===== Source records =====

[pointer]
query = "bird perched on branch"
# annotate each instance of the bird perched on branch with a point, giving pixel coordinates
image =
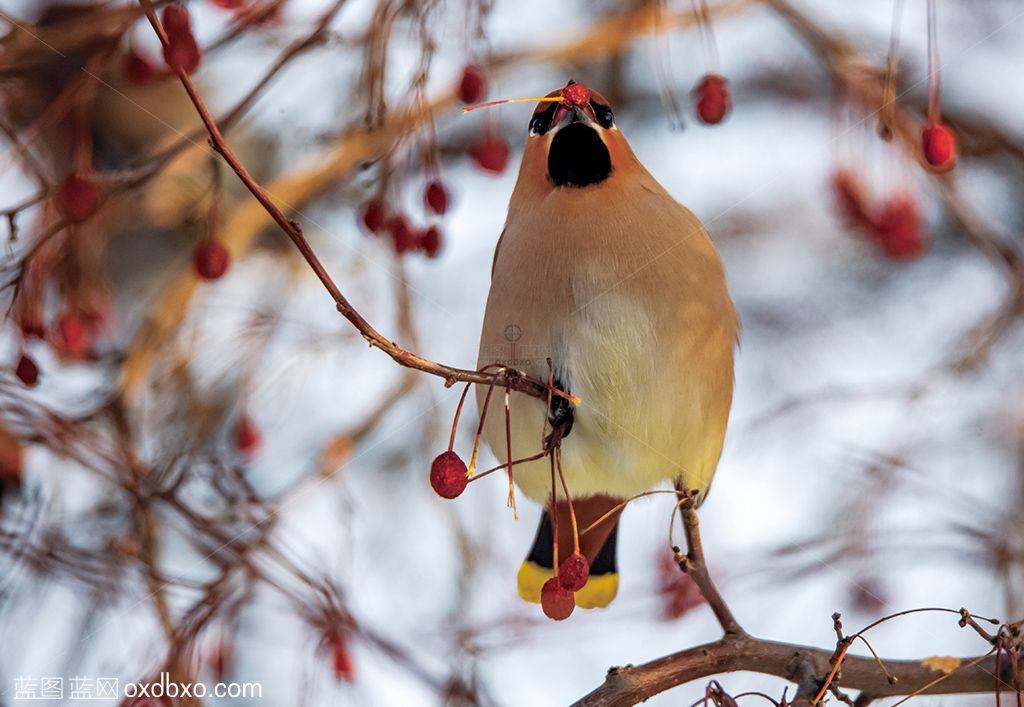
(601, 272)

=====
===== Source records =====

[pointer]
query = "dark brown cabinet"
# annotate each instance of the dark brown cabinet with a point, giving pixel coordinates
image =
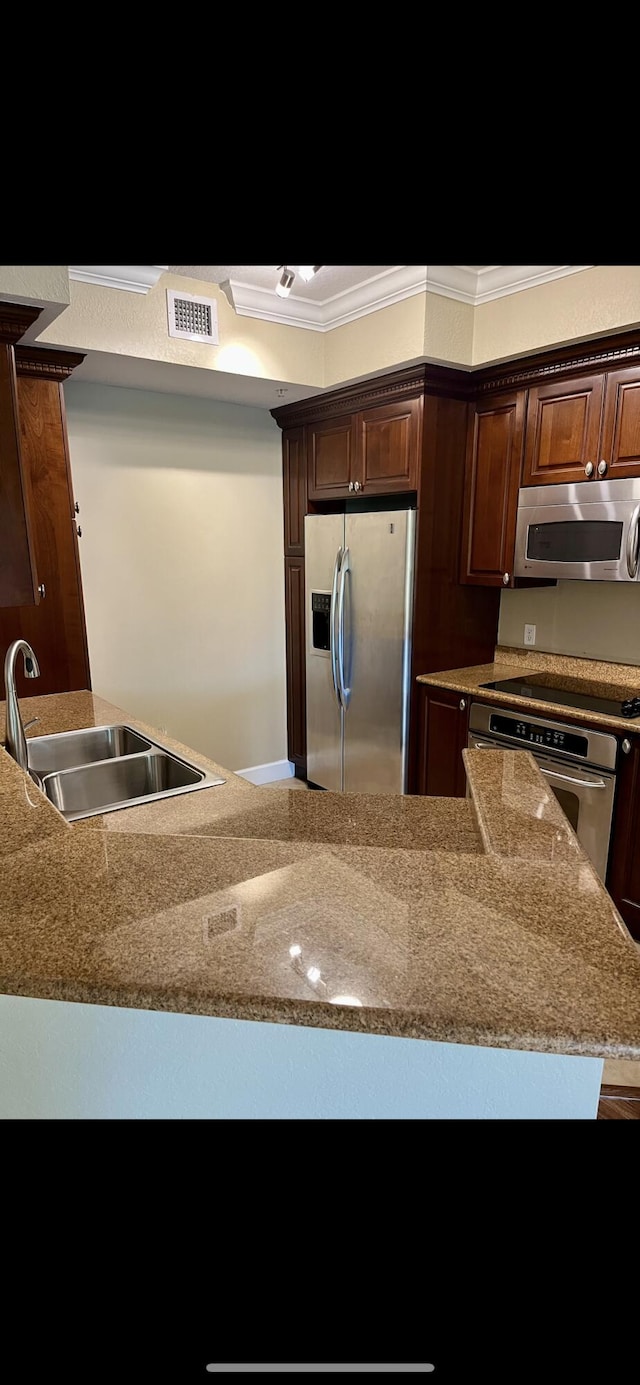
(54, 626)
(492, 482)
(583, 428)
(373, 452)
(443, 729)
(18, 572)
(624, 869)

=====

* [Problem requirements]:
Among the lines of the data, identify those with the word "annotate". Copy each of them.

* [Written response]:
# annotate each instance of the bird perched on branch with a point, giving pixel coordinates
# annotate each instance of the dark brown cabinet with a point, giving pixel coordinates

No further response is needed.